### [GIVEN EXERCISE A]
According to the MPI.jl usage text, in which three ways can arguments in the high-level interface differ from the MPI C API?

### [SOURCE]
☆ ☆ ☆ ☆

Usage
MPI is based on a single program, multiple data (SPMD) model, where multiple processes are launched running independent programs, which then communicate as necessary via messages.
As the main entry point for users, MPI.jl
provides a high-level interface which loosely follows the MPI C API and is described in details in the following sections. The syntax should look familiar if you know MPI already, but some arguments may not be needed (e.g. the type or the number of elements of arrays, which are inferred automatically), others may be placed slightly differently, and others may be optional keyword arguments (e.g. for the index of the root process, or the source and destination of point-to-point communication functions).
In addition to the high-level interface, MPI.jl
provides a low-level API which closely matches the MPI C API and from which it has been automatically generated. This is not intended for general usage, but it can be employed if a high-level wrapper is not yet available.
Basic example
A script should include using MPI
and MPI.Init()

☆ ☆ ☆ ☆

Location identification entries
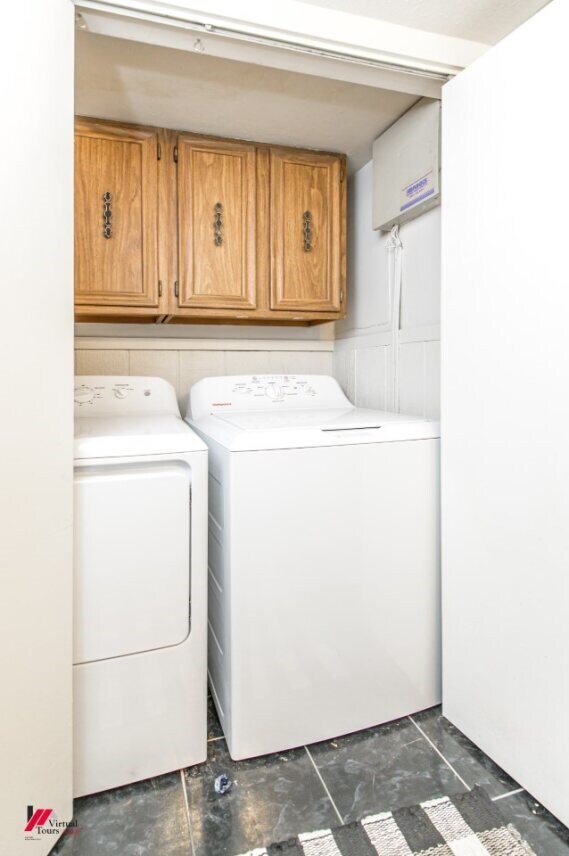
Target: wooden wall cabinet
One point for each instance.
(306, 234)
(116, 219)
(205, 230)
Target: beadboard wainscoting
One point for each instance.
(387, 351)
(185, 361)
(365, 369)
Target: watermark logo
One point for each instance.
(37, 817)
(43, 821)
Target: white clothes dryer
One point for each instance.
(140, 564)
(324, 598)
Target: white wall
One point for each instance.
(36, 426)
(365, 363)
(185, 361)
(505, 454)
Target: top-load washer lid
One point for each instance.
(292, 411)
(129, 416)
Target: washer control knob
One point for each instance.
(83, 395)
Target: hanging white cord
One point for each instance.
(394, 277)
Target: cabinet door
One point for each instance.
(216, 222)
(116, 192)
(306, 231)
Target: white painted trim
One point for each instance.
(94, 343)
(318, 40)
(292, 23)
(181, 36)
(379, 337)
(426, 333)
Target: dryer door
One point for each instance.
(132, 558)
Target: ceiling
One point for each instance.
(485, 21)
(135, 82)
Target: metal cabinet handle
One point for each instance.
(218, 224)
(107, 215)
(307, 231)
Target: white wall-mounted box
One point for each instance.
(406, 166)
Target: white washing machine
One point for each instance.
(140, 577)
(324, 601)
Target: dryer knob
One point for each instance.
(83, 395)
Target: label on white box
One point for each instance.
(418, 190)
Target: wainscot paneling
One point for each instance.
(183, 362)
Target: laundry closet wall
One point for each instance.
(185, 354)
(375, 368)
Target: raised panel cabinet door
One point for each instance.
(306, 231)
(116, 195)
(216, 222)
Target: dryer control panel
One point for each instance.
(101, 395)
(264, 392)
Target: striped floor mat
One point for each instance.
(468, 824)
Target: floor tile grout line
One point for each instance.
(324, 785)
(438, 751)
(187, 807)
(509, 794)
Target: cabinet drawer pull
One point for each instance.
(107, 215)
(218, 224)
(307, 231)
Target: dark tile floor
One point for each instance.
(276, 797)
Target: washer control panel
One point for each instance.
(97, 395)
(264, 392)
(273, 387)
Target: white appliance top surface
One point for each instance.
(291, 411)
(128, 416)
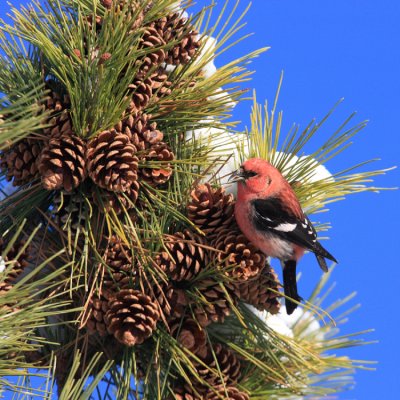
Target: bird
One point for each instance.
(269, 214)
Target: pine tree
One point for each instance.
(121, 267)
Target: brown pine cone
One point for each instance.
(132, 317)
(257, 291)
(153, 46)
(69, 210)
(142, 132)
(211, 209)
(62, 163)
(229, 393)
(121, 270)
(174, 28)
(18, 264)
(159, 169)
(212, 303)
(19, 162)
(97, 309)
(190, 335)
(185, 257)
(171, 300)
(238, 257)
(111, 161)
(134, 15)
(161, 85)
(141, 92)
(117, 202)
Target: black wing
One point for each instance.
(270, 215)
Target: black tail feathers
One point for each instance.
(290, 285)
(321, 253)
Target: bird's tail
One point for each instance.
(321, 253)
(290, 285)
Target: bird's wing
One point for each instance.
(272, 216)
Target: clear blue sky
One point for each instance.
(332, 49)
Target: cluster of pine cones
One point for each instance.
(116, 162)
(191, 298)
(209, 267)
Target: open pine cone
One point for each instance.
(185, 256)
(111, 161)
(97, 309)
(62, 163)
(19, 162)
(238, 257)
(132, 317)
(257, 291)
(175, 29)
(159, 170)
(211, 209)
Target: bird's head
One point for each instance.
(255, 177)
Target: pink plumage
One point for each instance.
(270, 215)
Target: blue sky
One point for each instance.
(328, 50)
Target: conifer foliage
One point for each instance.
(131, 244)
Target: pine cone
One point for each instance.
(59, 122)
(69, 210)
(212, 303)
(257, 291)
(18, 264)
(153, 46)
(142, 132)
(134, 15)
(19, 163)
(161, 85)
(160, 170)
(185, 256)
(229, 393)
(211, 209)
(97, 309)
(238, 257)
(121, 270)
(111, 161)
(132, 317)
(62, 163)
(174, 28)
(172, 301)
(141, 92)
(190, 335)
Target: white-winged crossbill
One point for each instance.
(270, 216)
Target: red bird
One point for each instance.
(270, 216)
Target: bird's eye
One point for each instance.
(249, 174)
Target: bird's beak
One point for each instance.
(237, 176)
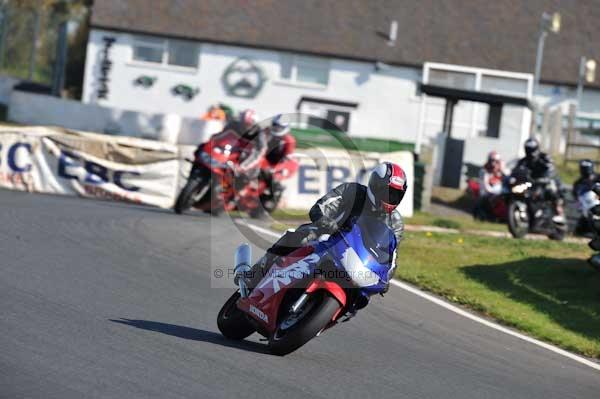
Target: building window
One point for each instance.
(494, 116)
(303, 69)
(182, 53)
(147, 49)
(166, 52)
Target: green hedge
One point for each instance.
(307, 138)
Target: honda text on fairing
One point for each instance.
(529, 207)
(214, 185)
(312, 288)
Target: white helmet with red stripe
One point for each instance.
(248, 118)
(387, 186)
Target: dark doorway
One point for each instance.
(452, 166)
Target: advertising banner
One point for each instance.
(45, 160)
(41, 160)
(322, 170)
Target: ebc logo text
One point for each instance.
(69, 163)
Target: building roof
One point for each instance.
(498, 34)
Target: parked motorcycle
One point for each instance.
(529, 208)
(213, 184)
(311, 289)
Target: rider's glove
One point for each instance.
(327, 224)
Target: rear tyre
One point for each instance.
(232, 322)
(517, 225)
(311, 321)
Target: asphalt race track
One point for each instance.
(103, 299)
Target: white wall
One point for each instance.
(387, 107)
(590, 99)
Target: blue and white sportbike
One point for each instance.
(312, 288)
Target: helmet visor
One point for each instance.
(389, 195)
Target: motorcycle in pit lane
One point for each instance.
(214, 186)
(311, 289)
(529, 208)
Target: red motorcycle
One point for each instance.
(214, 185)
(496, 210)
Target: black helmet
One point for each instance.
(387, 186)
(586, 168)
(532, 148)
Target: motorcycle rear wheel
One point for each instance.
(232, 322)
(518, 228)
(311, 321)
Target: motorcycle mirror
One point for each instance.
(243, 258)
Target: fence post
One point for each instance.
(36, 32)
(570, 130)
(58, 78)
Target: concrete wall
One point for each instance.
(387, 102)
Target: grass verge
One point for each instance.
(463, 223)
(542, 288)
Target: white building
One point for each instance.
(357, 64)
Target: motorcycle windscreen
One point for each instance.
(378, 238)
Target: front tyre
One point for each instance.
(518, 221)
(293, 331)
(232, 322)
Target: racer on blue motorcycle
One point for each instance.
(338, 209)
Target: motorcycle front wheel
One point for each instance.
(232, 322)
(518, 225)
(295, 330)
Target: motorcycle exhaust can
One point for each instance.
(243, 258)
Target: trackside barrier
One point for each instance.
(52, 160)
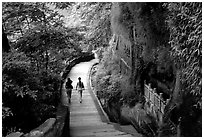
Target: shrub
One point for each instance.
(28, 97)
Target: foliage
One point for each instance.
(96, 17)
(28, 99)
(185, 23)
(31, 72)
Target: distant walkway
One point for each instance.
(85, 119)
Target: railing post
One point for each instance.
(154, 92)
(160, 101)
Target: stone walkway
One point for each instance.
(85, 117)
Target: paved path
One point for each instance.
(85, 117)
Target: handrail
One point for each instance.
(152, 96)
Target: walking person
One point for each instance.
(69, 88)
(80, 88)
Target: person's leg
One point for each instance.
(80, 96)
(69, 95)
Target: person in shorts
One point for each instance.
(69, 88)
(80, 88)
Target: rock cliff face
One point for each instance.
(140, 42)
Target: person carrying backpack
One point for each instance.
(69, 88)
(80, 88)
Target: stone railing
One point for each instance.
(152, 96)
(58, 126)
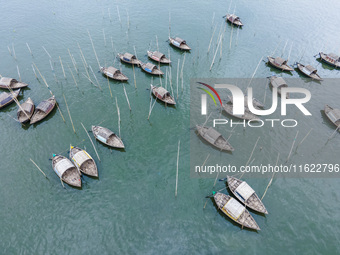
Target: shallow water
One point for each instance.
(131, 208)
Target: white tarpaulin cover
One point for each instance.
(234, 208)
(62, 166)
(80, 157)
(244, 190)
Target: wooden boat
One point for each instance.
(256, 103)
(43, 109)
(26, 110)
(163, 95)
(10, 83)
(83, 161)
(159, 57)
(279, 83)
(151, 69)
(113, 73)
(66, 171)
(179, 43)
(246, 194)
(215, 138)
(107, 137)
(233, 19)
(333, 115)
(8, 98)
(235, 210)
(309, 71)
(248, 115)
(280, 63)
(129, 58)
(331, 59)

☆ ☆ ☆ ☆

### [GIVEN EXERCISE B]
Copy out the listing from the line containing "Target: stone walkway" through the end of the listing, leaving out the pictures.

### [RIGHT ANSWER A]
- Some arguments may not be needed, such as the type or the number of elements of arrays, which are inferred automatically.
- Others may be placed slightly differently.
- Others may be optional keyword arguments, such as the index of the root process or the source and destination of point-to-point communication functions.

### [RIGHT ANSWER B]
Target: stone walkway
One point for each instance.
(85, 117)
Target: paved path
One point for each instance.
(85, 117)
Target: handrail
One point for each instance.
(152, 96)
Target: walking person
One point for each instance.
(69, 88)
(80, 88)
Target: person's leg
One point for each instance.
(80, 96)
(69, 95)
Target: person in shorts
One point for each instance.
(69, 88)
(80, 88)
Target: rock cliff face
One point for each instance.
(140, 42)
Target: person carrying backpack
One point for each instance.
(69, 88)
(80, 88)
Target: stone railing
One point for each instance.
(152, 96)
(58, 126)
Target: shallow water
One point for each instance.
(131, 208)
Target: white tarpaulin cover
One point for each instance.
(234, 208)
(62, 166)
(80, 157)
(244, 190)
Target: wooden boat
One point for each instance.
(256, 103)
(43, 109)
(26, 110)
(163, 95)
(10, 83)
(83, 161)
(159, 57)
(279, 83)
(151, 69)
(113, 73)
(66, 171)
(179, 43)
(246, 194)
(215, 138)
(107, 137)
(233, 19)
(333, 115)
(8, 98)
(235, 210)
(309, 71)
(248, 115)
(280, 63)
(129, 58)
(331, 59)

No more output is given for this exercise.